INPUT MATERIAL →
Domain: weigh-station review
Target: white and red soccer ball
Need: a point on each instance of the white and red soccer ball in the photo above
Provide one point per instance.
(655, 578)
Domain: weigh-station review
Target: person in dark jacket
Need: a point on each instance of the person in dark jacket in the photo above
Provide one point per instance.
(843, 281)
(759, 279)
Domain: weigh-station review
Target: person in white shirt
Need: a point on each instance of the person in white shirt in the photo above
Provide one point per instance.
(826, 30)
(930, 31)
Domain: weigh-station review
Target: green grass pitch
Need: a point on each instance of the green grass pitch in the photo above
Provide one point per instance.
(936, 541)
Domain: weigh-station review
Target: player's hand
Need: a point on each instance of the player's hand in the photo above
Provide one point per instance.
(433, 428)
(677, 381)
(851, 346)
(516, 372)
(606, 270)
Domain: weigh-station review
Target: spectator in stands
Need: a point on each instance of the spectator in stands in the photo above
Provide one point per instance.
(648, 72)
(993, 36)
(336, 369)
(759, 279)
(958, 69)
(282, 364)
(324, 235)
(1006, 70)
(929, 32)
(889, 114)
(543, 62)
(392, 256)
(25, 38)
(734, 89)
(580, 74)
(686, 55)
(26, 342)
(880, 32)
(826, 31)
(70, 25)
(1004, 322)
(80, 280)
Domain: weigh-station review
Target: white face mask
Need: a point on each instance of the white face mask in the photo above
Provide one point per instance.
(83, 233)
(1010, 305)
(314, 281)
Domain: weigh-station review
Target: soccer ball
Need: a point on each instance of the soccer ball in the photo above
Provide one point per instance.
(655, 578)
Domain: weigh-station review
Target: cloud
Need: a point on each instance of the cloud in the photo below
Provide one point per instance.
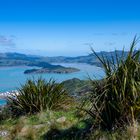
(7, 41)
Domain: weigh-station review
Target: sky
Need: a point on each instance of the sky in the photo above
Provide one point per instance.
(67, 27)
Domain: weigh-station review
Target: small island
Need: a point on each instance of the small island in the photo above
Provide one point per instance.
(49, 68)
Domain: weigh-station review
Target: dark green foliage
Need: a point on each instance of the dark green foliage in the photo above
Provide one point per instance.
(38, 95)
(116, 100)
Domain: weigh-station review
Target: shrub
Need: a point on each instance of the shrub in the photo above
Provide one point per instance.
(116, 100)
(37, 95)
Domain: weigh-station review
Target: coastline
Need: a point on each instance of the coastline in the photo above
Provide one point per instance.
(4, 95)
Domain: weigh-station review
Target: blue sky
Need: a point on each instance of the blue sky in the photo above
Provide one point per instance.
(67, 27)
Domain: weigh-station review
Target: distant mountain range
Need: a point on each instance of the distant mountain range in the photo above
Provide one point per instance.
(17, 59)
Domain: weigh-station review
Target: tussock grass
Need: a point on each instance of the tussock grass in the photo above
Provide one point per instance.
(38, 95)
(115, 101)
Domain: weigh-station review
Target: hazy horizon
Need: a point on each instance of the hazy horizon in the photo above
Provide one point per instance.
(60, 28)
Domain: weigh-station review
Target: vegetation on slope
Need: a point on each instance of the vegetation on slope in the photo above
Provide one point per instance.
(38, 95)
(116, 101)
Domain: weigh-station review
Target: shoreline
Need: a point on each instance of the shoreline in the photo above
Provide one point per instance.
(4, 95)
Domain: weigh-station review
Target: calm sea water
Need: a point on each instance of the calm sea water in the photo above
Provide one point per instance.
(12, 77)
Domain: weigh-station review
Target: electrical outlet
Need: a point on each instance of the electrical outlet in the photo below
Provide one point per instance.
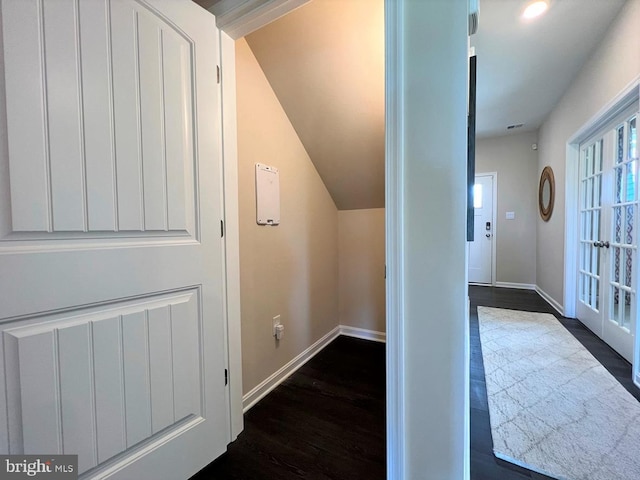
(276, 322)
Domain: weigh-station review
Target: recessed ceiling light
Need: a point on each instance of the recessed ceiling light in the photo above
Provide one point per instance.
(535, 9)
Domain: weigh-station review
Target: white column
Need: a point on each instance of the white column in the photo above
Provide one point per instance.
(426, 89)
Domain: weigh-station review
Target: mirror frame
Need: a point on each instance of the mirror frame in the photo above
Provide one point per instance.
(546, 176)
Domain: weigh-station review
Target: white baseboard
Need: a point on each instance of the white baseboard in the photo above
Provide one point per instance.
(263, 389)
(521, 286)
(363, 333)
(260, 391)
(550, 300)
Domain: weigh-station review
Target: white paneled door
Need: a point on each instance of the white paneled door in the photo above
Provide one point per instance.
(607, 285)
(481, 249)
(111, 269)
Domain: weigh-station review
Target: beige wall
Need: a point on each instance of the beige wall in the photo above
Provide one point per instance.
(516, 163)
(361, 268)
(291, 269)
(613, 65)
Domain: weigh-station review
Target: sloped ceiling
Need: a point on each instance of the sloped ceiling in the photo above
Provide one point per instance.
(325, 62)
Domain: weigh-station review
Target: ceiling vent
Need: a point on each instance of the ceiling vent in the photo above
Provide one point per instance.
(473, 16)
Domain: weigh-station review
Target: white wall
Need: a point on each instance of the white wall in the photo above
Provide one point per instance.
(361, 296)
(426, 232)
(516, 163)
(611, 67)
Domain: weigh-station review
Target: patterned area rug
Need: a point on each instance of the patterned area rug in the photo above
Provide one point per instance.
(553, 407)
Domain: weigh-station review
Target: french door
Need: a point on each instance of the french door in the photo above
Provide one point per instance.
(607, 289)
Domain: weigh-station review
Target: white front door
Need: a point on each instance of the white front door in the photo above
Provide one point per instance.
(111, 269)
(481, 249)
(608, 223)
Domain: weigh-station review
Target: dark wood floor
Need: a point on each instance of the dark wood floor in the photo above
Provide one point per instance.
(484, 465)
(326, 421)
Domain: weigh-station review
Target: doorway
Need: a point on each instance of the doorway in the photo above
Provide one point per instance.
(482, 249)
(607, 240)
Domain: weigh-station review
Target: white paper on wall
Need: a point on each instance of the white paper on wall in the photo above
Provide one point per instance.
(267, 195)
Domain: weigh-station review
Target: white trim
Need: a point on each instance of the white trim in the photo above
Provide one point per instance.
(520, 286)
(231, 227)
(240, 18)
(550, 300)
(363, 333)
(260, 391)
(268, 385)
(394, 228)
(494, 222)
(628, 95)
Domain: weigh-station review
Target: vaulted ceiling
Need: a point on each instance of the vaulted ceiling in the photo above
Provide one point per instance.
(325, 62)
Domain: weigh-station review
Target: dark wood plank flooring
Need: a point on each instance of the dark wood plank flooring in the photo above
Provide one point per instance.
(484, 465)
(326, 421)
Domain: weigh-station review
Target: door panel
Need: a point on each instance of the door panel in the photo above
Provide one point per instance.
(481, 249)
(111, 271)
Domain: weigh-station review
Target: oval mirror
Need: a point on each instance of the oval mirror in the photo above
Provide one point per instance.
(546, 193)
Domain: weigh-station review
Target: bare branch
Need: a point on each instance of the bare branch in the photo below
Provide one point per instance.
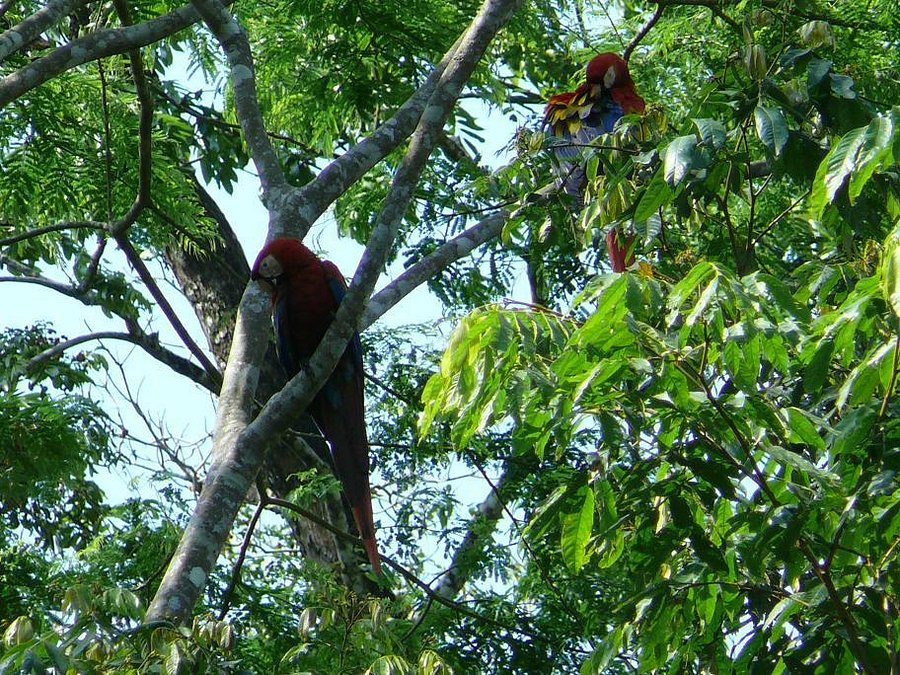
(432, 264)
(141, 268)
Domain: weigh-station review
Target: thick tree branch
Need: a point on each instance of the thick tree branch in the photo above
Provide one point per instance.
(240, 62)
(315, 198)
(92, 47)
(29, 29)
(239, 445)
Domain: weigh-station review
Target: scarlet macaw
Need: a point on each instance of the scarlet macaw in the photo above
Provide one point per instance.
(306, 292)
(577, 117)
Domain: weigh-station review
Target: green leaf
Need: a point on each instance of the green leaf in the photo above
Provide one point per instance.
(802, 429)
(679, 158)
(835, 170)
(817, 369)
(875, 153)
(792, 459)
(771, 127)
(576, 530)
(657, 194)
(712, 132)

STATED GOAL →
Set down every record once more, word for word, without pictures.

ANSWER TO THIS EXERCISE →
Domain: weigh-station review
Target: white and red soccer ball
Need: a point on each instance of the white and red soccer ball in the photo above
Provide one point per instance.
(655, 578)
Domain: weigh-station review
Target: person in dark jacket
Need: a point on each instance of the person in dark jacket in the photo above
Provide one point per instance.
(843, 281)
(759, 279)
Domain: weigh-station review
Target: person in white shirt
Need: a point on each instance of the person in white shirt in the photo above
Provide one point per instance.
(826, 30)
(930, 31)
Domain: weigh-station review
Target: green grass pitch
Need: a point on each instance of the green grass pitch in the photo above
Provide one point per instance.
(936, 541)
Domain: weigh-station review
Target: player's hand
Need: a point on each instance of the player's hand in the photo above
Provide one point per instance.
(433, 428)
(677, 381)
(851, 346)
(516, 372)
(606, 270)
Domain: weigh-station review
Target: spectator in stands
Need: a point on each instance of the spectator in stands in the photo above
Provide one point per instance.
(648, 72)
(993, 36)
(336, 369)
(759, 279)
(958, 69)
(282, 364)
(324, 235)
(1006, 70)
(929, 32)
(889, 114)
(543, 62)
(392, 256)
(25, 38)
(734, 89)
(580, 74)
(686, 55)
(26, 342)
(880, 32)
(826, 31)
(70, 25)
(1004, 322)
(80, 280)
Domain: weigh-station review
Target: white face mask
Need: a point on each instance of the white face mask in the photo above
Provide one point per instance.
(83, 233)
(1010, 305)
(314, 281)
Domain: weigh-station review
Target: soccer ball
Need: a point on each instance of the soccer ball in the photo above
Provide one point per instance.
(655, 578)
Domain: weigh-station review
Target: cloud
Need: a point on each instance of the cloud in the photo below
Provide one point per instance.
(7, 41)
Domain: weigh-station review
Target: sky
Need: a point on each instance of the sky in the photo above
Provide one point per instance.
(67, 27)
Domain: weigh-station review
Target: small island
Need: a point on each instance of the small island in the photo above
Provide one point per instance.
(49, 68)
Domain: weigh-station review
Target: dark green foliage
Need: a point on each instance of the dark green foliage in the photo above
Provide one point per instance.
(38, 95)
(116, 100)
Domain: weigh-station review
Target: shrub
Need: a point on each instance of the shrub in the photo above
Provide one point per instance.
(116, 100)
(37, 95)
Domain: weigh-station review
Target: coastline
Need: a point on each instance of the coastline in the photo above
Provide one point per instance.
(4, 95)
Domain: weigh-station review
Target: blue sky
Need: a point on each instance of the blue sky in the photo above
Provide one point per instance.
(67, 27)
Domain: weigh-station review
Target: distant mountain range
Need: a point on each instance of the distant mountain range in the photo above
Provide one point per instance.
(17, 59)
Domain: weigh-station review
Target: tussock grass
Need: a point on each instance of the tussock grass in the photo above
Provide one point per instance.
(38, 95)
(115, 101)
Domain: weigh-station review
Target: hazy horizon
Need: a point on each instance of the hazy horizon in the photo above
Provide one point per instance.
(60, 28)
Domain: weigh-station review
Target: vegetation on slope
Need: a point on each instance of the vegetation on slope in the photo above
Provide one point per instance.
(38, 95)
(116, 101)
Domain: weigh-station review
Target: shoreline
Need: a point on each instance of the shoreline in the photo above
Provide one point per instance.
(4, 95)
Domain: weigh-station review
Target: calm sea water
Need: a point on each instance of the calm sea water in the photo above
Provide one point per instance.
(12, 77)
Domain: weigh-station review
Target: electrical outlet
Need: a point on each instance of the electrical outlet in the photo below
Provide one point per instance.
(276, 322)
Domain: weigh-station review
Target: recessed ceiling light
Need: a point on each instance of the recessed ceiling light in the photo above
Provide one point per instance.
(535, 9)
Domain: weigh-station review
Target: white column
Need: a point on each instance of the white column in the photo above
Provide one point per instance.
(426, 89)
Domain: weigh-station review
Target: mirror frame
Need: a point on each instance of the mirror frame in the photo above
Provide one point per instance.
(546, 176)
Domain: weigh-station review
Target: white baseboard
Need: a point on each instance of the white baseboard in the photo above
Provide one point per instance.
(263, 389)
(521, 286)
(363, 333)
(260, 391)
(550, 300)
Domain: weigh-station review
Target: white paneled door
Need: a point on each instance of the white paneled door in the photo above
Provide one point per instance.
(607, 285)
(481, 249)
(111, 269)
Domain: weigh-station review
Target: beige wall
Need: a point on each instance of the beige wall in the photo above
Provide one point per instance.
(516, 163)
(361, 268)
(291, 269)
(613, 65)
Domain: weigh-station review
Target: sloped ceiling
Need: a point on each instance of the sloped ceiling in the photo above
Provide one point per instance.
(325, 62)
Domain: weigh-station review
Target: ceiling vent
Need: a point on each instance of the ceiling vent in the photo above
Provide one point per instance.
(473, 16)
Domain: weigh-station review
Target: white wall
Need: a point on each instance of the white wall in the photo above
Provide one point per instance.
(361, 296)
(426, 232)
(516, 163)
(611, 67)
Domain: weigh-station review
Target: patterned area rug
Need: a point on each instance of the patterned area rug in the photo above
Provide one point per instance.
(553, 407)
Domain: weigh-station review
Target: french door
Need: a point on each instance of the french door in the photo above
Provide one point per instance.
(607, 289)
Domain: weigh-station review
Target: white front door
Need: a point on each instance of the white front door in the photo above
Provide one point per instance.
(111, 269)
(481, 249)
(608, 223)
Domain: weigh-station review
Target: dark wood floor
Need: a point on each instance of the dark wood floor in the photo above
Provide one point per instance.
(484, 465)
(326, 421)
Domain: weigh-station review
Target: doorway
Need: a point on each instance of the doorway in the photo above
Provide one point per instance.
(482, 249)
(607, 240)
Domain: weigh-station review
Target: white paper on wall
Need: a point on each instance of the white paper on wall in the photo above
Provide one point per instance.
(267, 195)
Domain: weigh-station review
Target: white trim
Need: a point on each instance of the white trim in the photo above
Provide one point per instance.
(520, 286)
(231, 227)
(240, 18)
(550, 300)
(363, 333)
(260, 391)
(268, 385)
(394, 228)
(494, 222)
(628, 95)
Domain: weigh-station review
Target: vaulted ceiling
Need: a point on each instance of the vaulted ceiling in the photo above
Provide one point per instance.
(325, 62)
Domain: weigh-station review
Target: dark wood plank flooring
Need: a point on each instance of the dark wood plank flooring in the photo above
Provide one point per instance.
(484, 465)
(326, 421)
Domain: weigh-station review
Target: door panel
Need: a point on each instance of the door panel in the photo above
Provide one point per instance.
(481, 249)
(111, 271)
Domain: weigh-station review
Target: oval mirror
Need: a point on each instance of the oval mirror in the photo above
Provide one point per instance.
(546, 193)
Domain: weigh-station review
Target: bare branch
Need: a point on each instance of the bare branch in the photo below
Provide one point per instance.
(432, 264)
(141, 268)
Domain: weigh-station review
Target: thick tree branch
Need: a point on each instance of the thick tree branch in the photo above
Provide one point per instance.
(240, 62)
(315, 198)
(92, 47)
(29, 29)
(239, 445)
Domain: weigh-station review
Target: scarlet macaw
Need: a point on each instance of the scarlet macaw in the photo above
Provide one point per instance.
(306, 292)
(577, 117)
Domain: weigh-station review
Target: green leaf
Need: a point on each instance of the green leaf in the photo above
Provide one point per instance.
(802, 429)
(679, 158)
(835, 170)
(817, 369)
(875, 153)
(792, 459)
(771, 127)
(576, 530)
(657, 194)
(712, 132)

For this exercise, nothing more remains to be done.